Lo que se pide ▸
Por favor, edita el texto sobre la muerte de Galdós desde "La muerte de" hasta "y el trabajo.", ambos incluidos, y cambia "pluma" por "obra" cada vez que aparezca.

Fragmento para leer ▸
========================================================================
La muerte de Galdós (III)

Narración de los último días de Galdós realizada por Hyman Chonon Berkowitz en su libro: Pérez Galdós, Spanish Liberal Crusader, Univseristy of Wisconsin Press, 1948, pp. 455-457.

La ciudad de Madrid, que pocos días antes de su muerte se había visto obligada a cancelar el homenaje al escritor debido a su condición, expresó su duelo en la siguiente proclama del alcalde Luis Garrido Juaristi:

“¡Madrileños! Galdós ha muerto, el genio que trajo gloria a la literatura de nuestra época a través de las asombrosas creaciones de su pluma.

Con su pluma honró a su país; con su vida se honró a sí mismo. Era bueno, piadoso, y el mayor devoto del arte y el trabajo.

Se pide a aquellos que lo admiraron durante su vida que acudan al ayuntamiento para rendirle un último adiós.
========================================================================
Datos proporcionados ▸
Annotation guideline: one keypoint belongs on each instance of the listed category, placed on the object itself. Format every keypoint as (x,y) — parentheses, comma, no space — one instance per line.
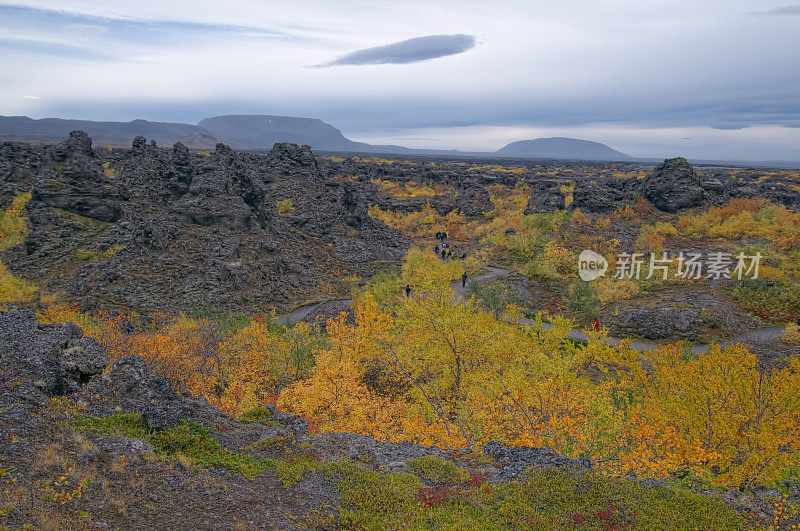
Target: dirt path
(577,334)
========================================================================
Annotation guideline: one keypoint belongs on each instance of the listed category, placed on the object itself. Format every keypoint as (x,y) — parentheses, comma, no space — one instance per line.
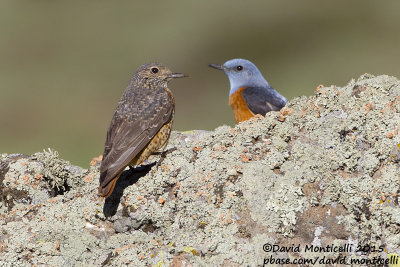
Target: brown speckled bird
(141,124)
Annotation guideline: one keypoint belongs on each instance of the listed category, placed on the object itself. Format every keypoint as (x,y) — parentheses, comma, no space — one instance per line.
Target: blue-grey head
========================================================================
Respuesta al ejercicio ▸
La muerte de Galdós (III)

Narración de los último días de Galdós realizada por Hyman Chonon Berkowitz en su libro: Pérez Galdós, Spanish Liberal Crusader, Univseristy of Wisconsin Press, 1948, pp. 455-457.

La ciudad de Madrid, que pocos días antes de su muerte se había visto obligada a cancelar el homenaje al escritor debido a su condición, expresó su duelo en la siguiente proclama del alcalde Luis Garrido Juaristi:

“¡Madrileños! Galdós ha muerto, el genio que trajo gloria a la literatura de nuestra época a través de las asombrosas creaciones de su obra.

Con su obra honró a su país; con su vida se honró a sí mismo. Era bueno, piadoso, y el mayor devoto del arte y el trabajo.